Exercise: Copy the lines below verbatim, beginning with the line that includes "TARGET: wooden post" and continuing to the end; leave out everything before it.
+++++
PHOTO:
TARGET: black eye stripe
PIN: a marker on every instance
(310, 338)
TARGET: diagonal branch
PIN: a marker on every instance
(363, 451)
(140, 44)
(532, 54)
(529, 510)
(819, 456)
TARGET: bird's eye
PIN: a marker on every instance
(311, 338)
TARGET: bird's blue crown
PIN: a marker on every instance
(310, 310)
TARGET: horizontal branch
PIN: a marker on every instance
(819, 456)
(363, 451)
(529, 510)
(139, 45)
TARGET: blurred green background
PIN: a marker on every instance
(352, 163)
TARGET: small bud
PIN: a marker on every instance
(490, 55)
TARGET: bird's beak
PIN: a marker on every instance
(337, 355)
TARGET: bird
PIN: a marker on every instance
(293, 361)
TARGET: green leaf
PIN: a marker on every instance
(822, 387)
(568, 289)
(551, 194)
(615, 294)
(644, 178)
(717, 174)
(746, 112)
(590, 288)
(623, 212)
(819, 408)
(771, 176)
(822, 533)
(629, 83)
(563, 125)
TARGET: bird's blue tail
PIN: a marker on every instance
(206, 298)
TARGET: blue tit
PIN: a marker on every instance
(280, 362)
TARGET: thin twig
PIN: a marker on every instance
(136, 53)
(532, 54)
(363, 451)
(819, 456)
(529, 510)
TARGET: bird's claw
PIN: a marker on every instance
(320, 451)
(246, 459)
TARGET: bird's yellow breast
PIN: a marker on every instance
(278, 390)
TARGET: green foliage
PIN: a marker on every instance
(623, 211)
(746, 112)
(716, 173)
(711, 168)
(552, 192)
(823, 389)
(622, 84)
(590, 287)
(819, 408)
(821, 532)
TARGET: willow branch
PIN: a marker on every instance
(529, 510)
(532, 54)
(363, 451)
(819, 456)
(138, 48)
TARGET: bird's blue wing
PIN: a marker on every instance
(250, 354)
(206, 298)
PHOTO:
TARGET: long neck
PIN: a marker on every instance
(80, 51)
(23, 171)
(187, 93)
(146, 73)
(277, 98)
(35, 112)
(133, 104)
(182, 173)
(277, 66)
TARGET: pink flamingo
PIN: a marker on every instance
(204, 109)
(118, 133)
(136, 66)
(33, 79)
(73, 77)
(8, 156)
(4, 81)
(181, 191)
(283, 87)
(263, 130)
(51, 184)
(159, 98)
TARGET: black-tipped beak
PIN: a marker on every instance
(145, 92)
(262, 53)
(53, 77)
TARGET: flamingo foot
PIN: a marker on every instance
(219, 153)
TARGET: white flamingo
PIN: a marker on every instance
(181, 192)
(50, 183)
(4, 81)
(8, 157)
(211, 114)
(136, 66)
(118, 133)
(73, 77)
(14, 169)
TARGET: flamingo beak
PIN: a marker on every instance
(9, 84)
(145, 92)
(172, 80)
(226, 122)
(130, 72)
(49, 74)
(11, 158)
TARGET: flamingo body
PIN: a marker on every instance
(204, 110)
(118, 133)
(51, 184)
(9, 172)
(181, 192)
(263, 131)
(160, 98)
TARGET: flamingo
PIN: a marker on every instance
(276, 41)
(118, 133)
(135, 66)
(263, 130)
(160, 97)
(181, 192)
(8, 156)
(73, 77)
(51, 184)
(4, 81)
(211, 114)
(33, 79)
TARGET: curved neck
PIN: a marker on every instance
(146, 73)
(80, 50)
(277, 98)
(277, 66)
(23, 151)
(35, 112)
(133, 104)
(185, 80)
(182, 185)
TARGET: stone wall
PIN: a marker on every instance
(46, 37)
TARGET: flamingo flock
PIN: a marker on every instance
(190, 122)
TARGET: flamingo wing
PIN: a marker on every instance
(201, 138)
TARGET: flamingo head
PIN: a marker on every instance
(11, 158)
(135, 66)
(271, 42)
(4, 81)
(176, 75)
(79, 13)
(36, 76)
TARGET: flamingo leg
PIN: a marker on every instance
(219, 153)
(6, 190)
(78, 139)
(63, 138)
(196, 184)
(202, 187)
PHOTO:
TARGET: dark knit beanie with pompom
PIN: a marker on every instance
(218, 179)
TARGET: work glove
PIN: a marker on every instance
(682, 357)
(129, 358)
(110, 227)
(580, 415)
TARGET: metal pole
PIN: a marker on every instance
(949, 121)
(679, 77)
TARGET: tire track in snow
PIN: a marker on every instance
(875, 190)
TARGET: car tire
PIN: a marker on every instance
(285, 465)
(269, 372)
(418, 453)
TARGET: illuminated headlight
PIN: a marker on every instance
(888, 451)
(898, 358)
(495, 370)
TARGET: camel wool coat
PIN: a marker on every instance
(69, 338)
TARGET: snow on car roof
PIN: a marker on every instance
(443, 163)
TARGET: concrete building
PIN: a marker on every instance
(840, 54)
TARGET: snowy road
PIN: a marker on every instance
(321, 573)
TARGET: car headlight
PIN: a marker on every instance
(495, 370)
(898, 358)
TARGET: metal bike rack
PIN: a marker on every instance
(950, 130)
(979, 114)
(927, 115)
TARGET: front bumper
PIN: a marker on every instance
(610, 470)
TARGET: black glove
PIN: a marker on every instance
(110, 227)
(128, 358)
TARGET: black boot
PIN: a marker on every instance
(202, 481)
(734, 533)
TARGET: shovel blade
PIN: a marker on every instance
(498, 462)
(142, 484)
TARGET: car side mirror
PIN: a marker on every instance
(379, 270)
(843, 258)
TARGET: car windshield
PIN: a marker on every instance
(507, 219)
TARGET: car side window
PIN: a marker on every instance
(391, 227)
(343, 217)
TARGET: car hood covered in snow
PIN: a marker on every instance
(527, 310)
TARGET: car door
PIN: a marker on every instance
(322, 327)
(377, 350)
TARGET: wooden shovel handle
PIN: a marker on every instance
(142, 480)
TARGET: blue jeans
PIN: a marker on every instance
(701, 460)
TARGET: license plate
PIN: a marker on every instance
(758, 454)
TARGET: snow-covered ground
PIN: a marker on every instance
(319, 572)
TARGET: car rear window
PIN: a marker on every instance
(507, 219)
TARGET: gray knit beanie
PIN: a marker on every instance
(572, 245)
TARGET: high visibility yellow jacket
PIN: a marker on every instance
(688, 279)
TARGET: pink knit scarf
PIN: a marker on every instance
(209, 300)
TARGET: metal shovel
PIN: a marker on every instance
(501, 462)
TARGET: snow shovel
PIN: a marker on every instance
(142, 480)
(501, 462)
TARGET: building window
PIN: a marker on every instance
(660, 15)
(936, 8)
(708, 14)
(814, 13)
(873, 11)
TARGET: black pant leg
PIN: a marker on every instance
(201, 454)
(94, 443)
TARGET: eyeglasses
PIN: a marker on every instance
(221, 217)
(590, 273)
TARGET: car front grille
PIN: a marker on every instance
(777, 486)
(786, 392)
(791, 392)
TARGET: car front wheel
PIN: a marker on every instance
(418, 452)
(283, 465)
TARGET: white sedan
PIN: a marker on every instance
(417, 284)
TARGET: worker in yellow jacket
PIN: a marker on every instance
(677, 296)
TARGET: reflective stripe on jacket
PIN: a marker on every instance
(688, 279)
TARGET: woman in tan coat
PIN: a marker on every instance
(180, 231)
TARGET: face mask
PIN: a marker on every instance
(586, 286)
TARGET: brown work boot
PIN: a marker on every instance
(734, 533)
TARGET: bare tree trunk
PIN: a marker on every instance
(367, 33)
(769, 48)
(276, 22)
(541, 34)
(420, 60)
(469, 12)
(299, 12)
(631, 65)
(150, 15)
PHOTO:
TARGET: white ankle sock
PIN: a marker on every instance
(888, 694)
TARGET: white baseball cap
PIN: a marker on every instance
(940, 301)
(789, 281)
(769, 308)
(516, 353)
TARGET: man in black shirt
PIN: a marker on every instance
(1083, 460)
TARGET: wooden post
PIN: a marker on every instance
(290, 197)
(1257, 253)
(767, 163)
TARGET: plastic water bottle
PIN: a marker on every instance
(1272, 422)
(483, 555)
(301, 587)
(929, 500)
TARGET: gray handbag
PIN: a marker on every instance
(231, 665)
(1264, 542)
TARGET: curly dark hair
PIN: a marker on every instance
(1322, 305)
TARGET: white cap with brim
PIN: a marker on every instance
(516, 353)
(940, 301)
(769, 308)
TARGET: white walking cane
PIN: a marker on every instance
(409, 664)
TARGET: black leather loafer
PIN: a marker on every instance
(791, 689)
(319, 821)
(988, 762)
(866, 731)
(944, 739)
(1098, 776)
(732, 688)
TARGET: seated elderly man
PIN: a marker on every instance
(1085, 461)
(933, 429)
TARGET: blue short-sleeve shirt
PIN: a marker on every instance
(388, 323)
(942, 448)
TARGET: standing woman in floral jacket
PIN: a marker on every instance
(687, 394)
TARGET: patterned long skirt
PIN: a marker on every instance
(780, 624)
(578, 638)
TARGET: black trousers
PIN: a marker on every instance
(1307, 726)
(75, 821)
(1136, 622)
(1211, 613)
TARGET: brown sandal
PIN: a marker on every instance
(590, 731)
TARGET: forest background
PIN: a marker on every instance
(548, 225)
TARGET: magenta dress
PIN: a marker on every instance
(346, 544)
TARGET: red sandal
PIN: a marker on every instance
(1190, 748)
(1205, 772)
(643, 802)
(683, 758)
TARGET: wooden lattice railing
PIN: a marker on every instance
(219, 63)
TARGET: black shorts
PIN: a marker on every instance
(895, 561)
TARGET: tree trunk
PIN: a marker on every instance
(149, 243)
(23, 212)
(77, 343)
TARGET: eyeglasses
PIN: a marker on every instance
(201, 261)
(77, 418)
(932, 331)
+++++
Task result:
TARGET: wooden post
PIN: a marker on every instance
(290, 197)
(1257, 253)
(767, 163)
TARGET: plastic water bottle
PIN: a marker on every instance
(1272, 422)
(483, 555)
(301, 587)
(929, 500)
TARGET: gray handbag
PIN: a marker on every instance
(231, 665)
(1264, 542)
TARGET: curly dark hair
PIN: a marker on every instance
(1322, 305)
TARGET: white cap with brim
PIN: a marker on every instance
(516, 353)
(940, 301)
(769, 308)
TARGET: white walking cane
PIN: a marker on every instance
(409, 664)
TARGET: black leather loafer
PIN: a marker on every instance
(791, 689)
(319, 821)
(988, 762)
(866, 731)
(944, 739)
(1098, 776)
(732, 688)
TARGET: seated elderly man
PIN: a marker on every instance
(1085, 461)
(933, 429)
TARGET: blue short-sleeve shirt
PIN: a marker on every instance
(388, 323)
(942, 448)
TARGET: standing woman in floral jacket
PIN: a marker on every instance
(687, 394)
TARGET: patterned long skirt
PIN: a marker on every instance
(780, 624)
(578, 638)
TARGET: black trousers
PIN: a marker on every instance
(1307, 726)
(75, 821)
(1136, 622)
(1211, 613)
TARGET: brown sandal
PIN: a marker on every instance
(590, 731)
TARGET: forest background
PIN: a marker on every instance
(548, 225)
TARGET: magenta dress
PIN: a marker on every instance
(346, 544)
TARGET: red sandal
PIN: a marker on every instance
(1190, 748)
(1205, 772)
(643, 802)
(683, 758)
TARGET: wooden lattice railing
PIN: a marker on every instance
(219, 63)
TARGET: black shorts
PIN: a marker on every instance
(895, 561)
TARGET: tree trunk
PIN: a marker on every instance
(149, 243)
(23, 212)
(77, 343)
TARGET: eyeglasses
PIN: a marker on every instance
(201, 261)
(77, 418)
(932, 331)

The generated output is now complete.